Tarea 1: Enumera los componentes del aparato en la sombra que, según el texto sobre la elección de 2024, siguen controlando los dirigentes demócratas.
Tarea 2:
Responde con brevedad a estas preguntas sobre el texto sobre la elección de 2024:
(a) ¿Desde qué año no se registraba una participación tan alta como la de 2020?
(b) ¿Qué porcentaje del Partido Demócrata es centrista?
(c) ¿Cómo se llamaba el movimiento que fue la izquierda real en 2024?
Tarea 3: Cita del texto sobre la elección de 2024 todo lo que va desde "Una segunda explicación" hasta "sobre los demócratas.", ambos incluidos.

Texto proporcionado:

No hay datos fiables sobre los motivos ideológicos de los no votantes, pero las encuestas a la salida de las urnas indican que el cambio en la composición de los votantes fue mayor en los niveles de ingresos más bajos: la proporción de votantes con ingresos anuales inferiores a 50.000 dólares que votaron por Biden fue mayor que la de Harris. Entre los hispanos, en particular los votantes de ingresos relativamente bajos a lo largo de la frontera con Texas (en condados muy pequeños, por cierto), el cambio hacia Trump fue drástico.
Una vez descartado lo inverosímil, quedan al menos tres conjeturas razonables. La primera se refiere a las condiciones de votación. En 2020, debido a la pandemia, votar fue más accesible que nunca. Millones de personas emitieron su voto mediante votación anticipada, voto por correo, puntos de recogida en el automóvil, votación las 24 horas y otros métodos convenientes, y la participación (como proporción del electorado elegible) fue la más alta desde 1900, mucho antes de la era de los derechos civiles y dos décadas antes de la emancipación de las mujeres. En 2024, algunos de estos expedientes (aunque no todos) ya no existían, después de haber disminuido ya en 2022. En Estados Unidos es habitual utilizar la estructura de la votación para ayudar a determinar el resultado: las largas colas en las urnas desalientan la participación, especialmente entre los trabajadores con tiempo limitado.
Una segunda explicación plausible se refiere al registro de votantes. Los estudiantes y los ciudadanos de minorías de bajos ingresos se mudan con más frecuencia y, por lo general, deben volver a registrarse cada vez que cambian de dirección. Es muy probable que esta carga recaiga más sobre los demócratas.
La tercera hipótesis se centra en las antiguas divisiones dentro del Partido Demócrata, que es en un 70-80% centrista y en un 20-30% de “izquierda”, pero está completamente controlado por su mayoría centrista. Esto ha sido así desde la derrota de George McGovern en 1972, pero el control ahora se extiende al punto de selección de candidatos para escaños en el Congreso y a la financiación nacional del partido para campañas federales.
Los Clinton y los Obama son actualmente los jefes de facto de la facción centrista, y Biden y Harris fueron sus designados. Bernie Sanders llevó la antorcha de la izquierda en 2016 y 2020, pero apoyó a Biden a cambio de concesiones en materia de políticas. En 2024, no hubo izquierda demócrata, porque no hubo primarias reales ni contienda de ningún tipo, solo un reemplazo de candidato a puerta cerrada de último momento. Algunos de los remanentes de la izquierda –Robert F. Kennedy, Jr. (a quien se le negó el acceso a la boleta de las primarias demócratas) y Tulsi Gabbard– se pasaron al bando de Trump. La izquierda real en 2024 fue un movimiento llamado “Palestina”, que no tenía cabida en ninguno de los dos partidos.
Los dirigentes demócratas han urdido esta situación y, por lo tanto, deben desearla. Ganen o pierdan, siguen controlando un vasto aparato en la sombra: consultores, encuestadores, lobistas, recaudadores de fondos y puestos clave en el Capitolio. Cualquier concesión a nuevas fuerzas dentro del partido socavaría este control, mientras que las derrotas a manos de los republicanos no lo hacen. Los dirigentes demócratas preferirían mucho más perder una elección o dos –o incluso convertirse en un partido minoritario permanente– que abrir el partido a gente que no pueden controlar.
Por lo tanto, la elección de 2024 fue un suicidio. La dirigencia demócrata fue, en el mejor de los casos, indiferente a la erosión del acceso al voto, negligente a la hora de retener a los nuevos votantes de 2020 y proactiva a la hora de garantizar la abstención de lo poco que queda de su ala “izquierdista”. Trató de encubrirlo, como de costumbre, con el apoyo de celebridades y la política de identidades. Como de costumbre, no funcionó. Pero los mandarines del partido y sus apparatchiks estarán presentes la próxima vez para intentarlo de nuevo.

[Datos de localización de puntos en imágenes]
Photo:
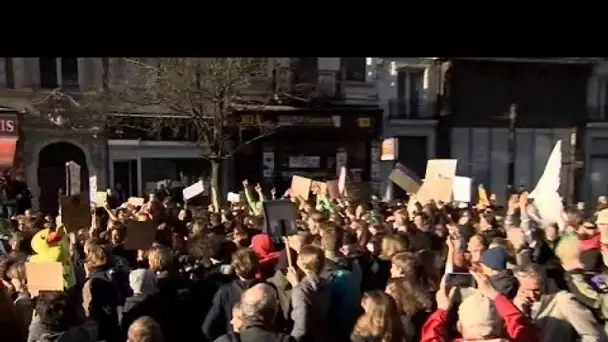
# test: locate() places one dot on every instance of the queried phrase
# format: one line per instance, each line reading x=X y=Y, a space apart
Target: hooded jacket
x=516 y=326
x=264 y=249
x=217 y=321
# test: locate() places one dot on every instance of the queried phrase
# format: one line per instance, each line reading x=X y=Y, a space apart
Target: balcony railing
x=402 y=109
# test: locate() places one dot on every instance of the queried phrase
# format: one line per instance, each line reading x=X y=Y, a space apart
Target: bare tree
x=211 y=93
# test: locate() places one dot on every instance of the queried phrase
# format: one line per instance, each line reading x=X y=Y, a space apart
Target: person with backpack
x=309 y=297
x=257 y=312
x=344 y=286
x=105 y=294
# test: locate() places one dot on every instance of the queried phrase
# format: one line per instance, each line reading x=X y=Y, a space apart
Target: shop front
x=314 y=144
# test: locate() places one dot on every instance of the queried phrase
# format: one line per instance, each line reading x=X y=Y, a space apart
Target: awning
x=9 y=134
x=8 y=147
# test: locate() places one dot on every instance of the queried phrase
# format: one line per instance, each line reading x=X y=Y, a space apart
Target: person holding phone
x=480 y=316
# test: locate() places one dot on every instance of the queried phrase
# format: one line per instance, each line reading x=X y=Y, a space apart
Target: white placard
x=304 y=162
x=545 y=195
x=342 y=180
x=268 y=164
x=442 y=168
x=164 y=183
x=461 y=189
x=92 y=188
x=234 y=197
x=73 y=173
x=193 y=190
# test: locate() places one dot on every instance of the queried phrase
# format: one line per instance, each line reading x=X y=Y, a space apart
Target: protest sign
x=72 y=173
x=546 y=197
x=342 y=180
x=318 y=188
x=358 y=191
x=461 y=188
x=405 y=178
x=280 y=218
x=165 y=183
x=300 y=186
x=482 y=196
x=140 y=235
x=44 y=276
x=92 y=188
x=234 y=197
x=333 y=190
x=442 y=168
x=136 y=201
x=437 y=189
x=101 y=199
x=193 y=190
x=389 y=149
x=75 y=212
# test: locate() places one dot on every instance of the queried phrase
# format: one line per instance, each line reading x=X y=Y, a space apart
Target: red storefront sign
x=9 y=133
x=9 y=126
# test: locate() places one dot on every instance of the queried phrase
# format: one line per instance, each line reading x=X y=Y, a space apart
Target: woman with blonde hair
x=389 y=246
x=380 y=322
x=24 y=306
x=10 y=328
x=414 y=304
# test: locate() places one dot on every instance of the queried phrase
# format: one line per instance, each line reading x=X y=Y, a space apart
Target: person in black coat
x=104 y=293
x=217 y=322
x=145 y=300
x=258 y=307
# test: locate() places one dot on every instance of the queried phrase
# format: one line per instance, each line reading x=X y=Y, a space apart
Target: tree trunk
x=215 y=184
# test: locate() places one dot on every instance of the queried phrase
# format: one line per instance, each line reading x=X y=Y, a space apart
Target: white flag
x=546 y=198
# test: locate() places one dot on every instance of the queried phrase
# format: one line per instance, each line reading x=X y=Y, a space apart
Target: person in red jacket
x=263 y=247
x=479 y=316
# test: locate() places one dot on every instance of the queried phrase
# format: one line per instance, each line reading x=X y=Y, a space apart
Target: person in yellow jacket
x=53 y=245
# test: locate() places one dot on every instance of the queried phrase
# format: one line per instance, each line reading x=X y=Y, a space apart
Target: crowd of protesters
x=354 y=271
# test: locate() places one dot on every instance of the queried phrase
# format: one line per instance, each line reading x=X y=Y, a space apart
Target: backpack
x=344 y=301
x=118 y=274
x=234 y=336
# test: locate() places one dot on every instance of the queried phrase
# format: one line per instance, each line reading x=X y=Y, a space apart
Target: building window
x=48 y=72
x=69 y=72
x=8 y=70
x=354 y=68
x=410 y=100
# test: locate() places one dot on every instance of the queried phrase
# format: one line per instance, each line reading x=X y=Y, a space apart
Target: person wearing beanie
x=494 y=265
x=145 y=299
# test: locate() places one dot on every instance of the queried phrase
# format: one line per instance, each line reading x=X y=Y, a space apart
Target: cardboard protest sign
x=44 y=276
x=280 y=218
x=461 y=188
x=546 y=197
x=101 y=199
x=405 y=178
x=389 y=150
x=437 y=189
x=136 y=201
x=482 y=196
x=318 y=187
x=92 y=188
x=193 y=190
x=234 y=197
x=342 y=180
x=165 y=183
x=333 y=190
x=442 y=168
x=72 y=178
x=75 y=212
x=358 y=191
x=300 y=186
x=140 y=235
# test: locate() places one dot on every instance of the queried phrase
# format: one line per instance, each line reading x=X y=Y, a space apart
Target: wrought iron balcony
x=404 y=109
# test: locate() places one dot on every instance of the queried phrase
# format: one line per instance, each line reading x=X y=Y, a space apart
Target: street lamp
x=511 y=148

Resultado 1:
- Consultores
- Encuestadores
- Lobistas
- Recaudadores de fondos
- Puestos clave en el Capitolio

Resultado 2:
(a) Desde 1900.
(b) Entre un 70 y un 80%.
(c) “Palestina”.

Resultado 3:
Una segunda explicación plausible se refiere al registro de votantes. Los estudiantes y los ciudadanos de minorías de bajos ingresos se mudan con más frecuencia y, por lo general, deben volver a registrarse cada vez que cambian de dirección. Es muy probable que esta carga recaiga más sobre los demócratas.